__Instructions to follow__. Reproduce the entries word for word, and omit any picture you find in them.

__Given data__.
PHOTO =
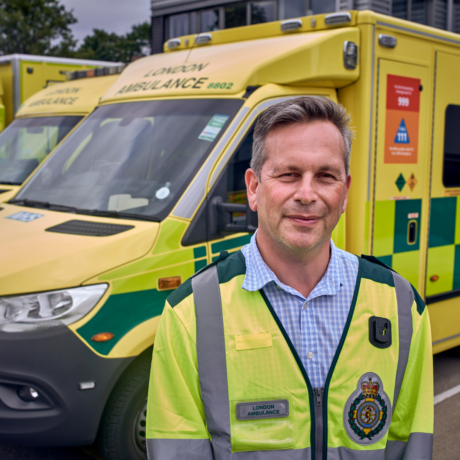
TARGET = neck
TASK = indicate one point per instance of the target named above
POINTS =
(301, 270)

__Answer box__.
PHOTO =
TARGET = neck
TASK = indicate one point per instance of the target named above
POINTS =
(301, 270)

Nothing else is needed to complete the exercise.